### Extrait à lire
"L'argent sale" russe nuit à la Grande-Bretagne, annoncent des parlementaires

L'argent russe caché dans les actifs britanniques et blanchi via les institutions financières de la City nuit aux efforts du gouvernement britannique pour adopter une position ferme contre la politique étrangère agressive de Moscou, a estimé lundi une commission parlementaire britannique. /Photo d'archives/REUTERS/Hannah McKay

LONDRES (Reuters) - L'argent russe caché dans les actifs britanniques et blanchi via les institutions financières de la City nuit aux efforts du gouvernement britannique pour adopter une position ferme contre la politique étrangère agressive de Moscou, a estimé lundi une commission parlementaire britannique.

Interrogé sur ce rapport, le porte-parole du Kremlin, Dmitri Peskov, a dénoncé l'"hystérie russophobe" du Royaume-Uni, accusant Londres de pratiques déloyales et inamicales visant à nuire aux entreprises russes.

Depuis la chute de l'URSS en 1991, la place financière de Londres a connu des investissements massifs réalisés par des hommes d'affaires russes, ce qui a valu à la capitale britannique le surnom de "Londongrad".

Les relations se sont tendues ces derniers mois entre Londres et Moscou, le gouvernement britannique tenant la Russie pour responsable de la tentative d'assassinat qui a visé l'ancien agent double russe Sergueï Skripal et sa fille le 4 mars dernier à Salisbury, dans le sud de l'Angleterre. Moscou dément toute implication dans cette affaire.

Dans un rapport, la commission des Affaires étrangères de la Chambre des communes accuse la Russie de continuer à utiliser la place de Londres pour dissimuler et blanchir de l'argent sale, ce qui entrave les efforts du gouvernement britannique pour faire face à Moscou.

### Données extraites
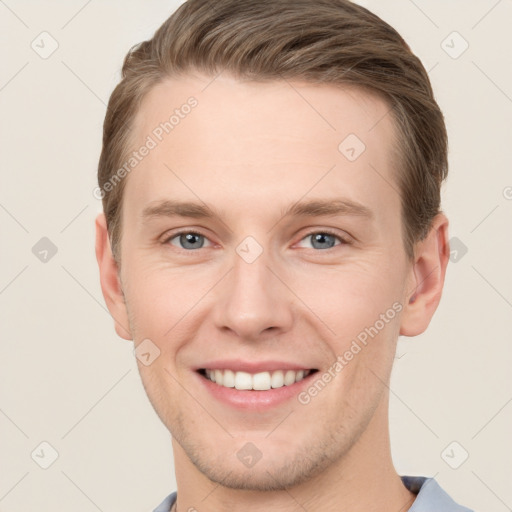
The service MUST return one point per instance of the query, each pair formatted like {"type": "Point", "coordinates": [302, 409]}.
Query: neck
{"type": "Point", "coordinates": [364, 479]}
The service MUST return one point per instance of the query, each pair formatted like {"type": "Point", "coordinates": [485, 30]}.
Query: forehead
{"type": "Point", "coordinates": [230, 137]}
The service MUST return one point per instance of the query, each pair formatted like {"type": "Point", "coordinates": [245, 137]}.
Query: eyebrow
{"type": "Point", "coordinates": [311, 208]}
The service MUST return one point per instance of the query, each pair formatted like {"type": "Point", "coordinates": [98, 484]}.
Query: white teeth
{"type": "Point", "coordinates": [243, 380]}
{"type": "Point", "coordinates": [262, 381]}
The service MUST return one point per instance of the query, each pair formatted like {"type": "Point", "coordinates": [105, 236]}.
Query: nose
{"type": "Point", "coordinates": [252, 301]}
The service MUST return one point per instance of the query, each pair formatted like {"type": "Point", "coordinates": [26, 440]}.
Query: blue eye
{"type": "Point", "coordinates": [188, 240]}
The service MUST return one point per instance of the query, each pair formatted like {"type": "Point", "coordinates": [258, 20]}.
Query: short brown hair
{"type": "Point", "coordinates": [317, 41]}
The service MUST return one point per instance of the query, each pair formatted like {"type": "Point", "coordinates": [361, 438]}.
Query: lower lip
{"type": "Point", "coordinates": [251, 399]}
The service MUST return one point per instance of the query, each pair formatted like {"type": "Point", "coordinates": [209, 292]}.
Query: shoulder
{"type": "Point", "coordinates": [430, 496]}
{"type": "Point", "coordinates": [166, 505]}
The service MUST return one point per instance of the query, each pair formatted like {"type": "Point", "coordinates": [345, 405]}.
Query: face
{"type": "Point", "coordinates": [263, 246]}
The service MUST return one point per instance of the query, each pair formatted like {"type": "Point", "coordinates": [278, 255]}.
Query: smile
{"type": "Point", "coordinates": [262, 381]}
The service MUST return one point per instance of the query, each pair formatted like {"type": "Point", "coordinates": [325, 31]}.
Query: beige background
{"type": "Point", "coordinates": [66, 379]}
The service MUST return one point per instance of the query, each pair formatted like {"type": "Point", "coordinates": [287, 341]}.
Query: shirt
{"type": "Point", "coordinates": [429, 497]}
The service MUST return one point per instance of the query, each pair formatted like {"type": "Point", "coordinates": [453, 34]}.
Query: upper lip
{"type": "Point", "coordinates": [238, 365]}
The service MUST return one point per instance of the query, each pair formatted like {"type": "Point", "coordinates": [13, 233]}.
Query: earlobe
{"type": "Point", "coordinates": [426, 278]}
{"type": "Point", "coordinates": [109, 279]}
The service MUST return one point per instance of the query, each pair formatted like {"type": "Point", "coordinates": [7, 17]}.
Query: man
{"type": "Point", "coordinates": [270, 178]}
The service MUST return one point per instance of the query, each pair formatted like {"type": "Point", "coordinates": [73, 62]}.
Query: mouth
{"type": "Point", "coordinates": [262, 381]}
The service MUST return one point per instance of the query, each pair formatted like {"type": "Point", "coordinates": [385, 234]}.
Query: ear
{"type": "Point", "coordinates": [109, 279]}
{"type": "Point", "coordinates": [426, 278]}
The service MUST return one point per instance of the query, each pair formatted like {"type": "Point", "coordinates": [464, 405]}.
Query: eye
{"type": "Point", "coordinates": [188, 240]}
{"type": "Point", "coordinates": [323, 240]}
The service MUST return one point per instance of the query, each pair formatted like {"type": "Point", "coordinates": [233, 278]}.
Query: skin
{"type": "Point", "coordinates": [249, 151]}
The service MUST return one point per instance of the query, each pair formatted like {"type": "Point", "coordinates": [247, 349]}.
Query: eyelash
{"type": "Point", "coordinates": [343, 241]}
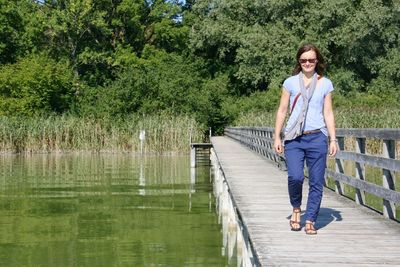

### Votre objectif
Répondez brièvement à ces questions sur l'article consacré à l'argent russe à Londres.
(a) Quel surnom la capitale britannique a-t-elle reçu ?
(b) Quelle expression le porte-parole du Kremlin a-t-il employée pour dénoncer l'attitude du Royaume-Uni ?
(c) À quelle date et dans quelle ville a eu lieu la tentative d'assassinat contre Sergueï Skripal et sa fille ?
Les lignes n'ont aucun lien avec l'article.

### Bonne réponse
(a) « Londongrad ».
(b) L'« hystérie russophobe ».
(c) Le 4 mars, à Salisbury.